+++ Information given +++

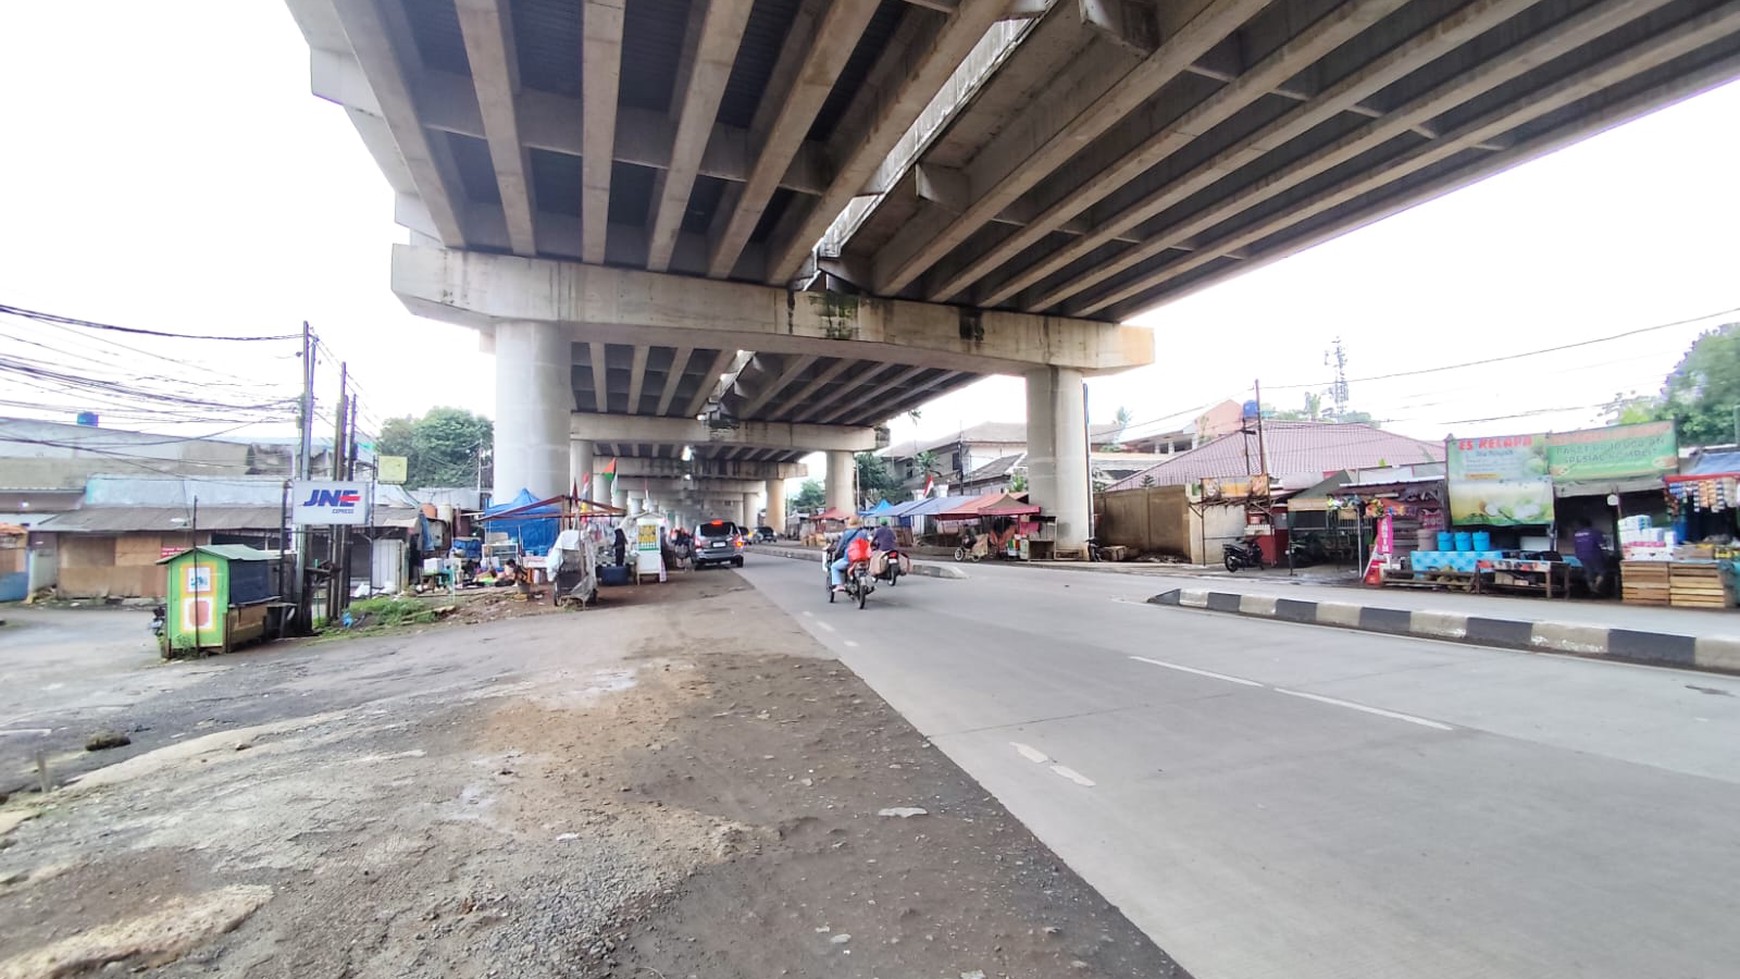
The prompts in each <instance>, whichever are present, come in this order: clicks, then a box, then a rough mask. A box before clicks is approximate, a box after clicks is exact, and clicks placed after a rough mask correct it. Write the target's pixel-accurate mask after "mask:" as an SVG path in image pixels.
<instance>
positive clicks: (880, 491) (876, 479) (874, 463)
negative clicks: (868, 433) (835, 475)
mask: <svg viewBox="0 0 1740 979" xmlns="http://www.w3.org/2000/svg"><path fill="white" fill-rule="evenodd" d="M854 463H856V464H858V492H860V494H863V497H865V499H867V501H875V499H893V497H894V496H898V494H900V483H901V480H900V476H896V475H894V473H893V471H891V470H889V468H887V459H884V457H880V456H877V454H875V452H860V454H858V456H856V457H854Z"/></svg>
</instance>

+++

• What the task asks
Output each entry verbatim; none of the pictures should be included.

• Answer
The prompts in each <instance>, whichever are present, come in this order: clicks, then a box, then a rough mask. A box before clicks is approximate, a box after clicks is exact, and clicks placed after a rough mask correct it. Write the target's pixel-accurate mask after "mask:" as an SVG path in image pixels.
<instance>
positive clicks: (880, 491) (876, 479) (874, 463)
negative clicks: (868, 433) (835, 475)
mask: <svg viewBox="0 0 1740 979" xmlns="http://www.w3.org/2000/svg"><path fill="white" fill-rule="evenodd" d="M854 463H856V464H858V492H860V494H863V497H865V499H867V501H875V499H893V497H894V496H898V494H900V483H901V480H900V476H896V475H894V473H893V471H891V470H889V468H887V459H884V457H880V456H877V454H875V452H860V454H858V456H856V457H854Z"/></svg>
</instance>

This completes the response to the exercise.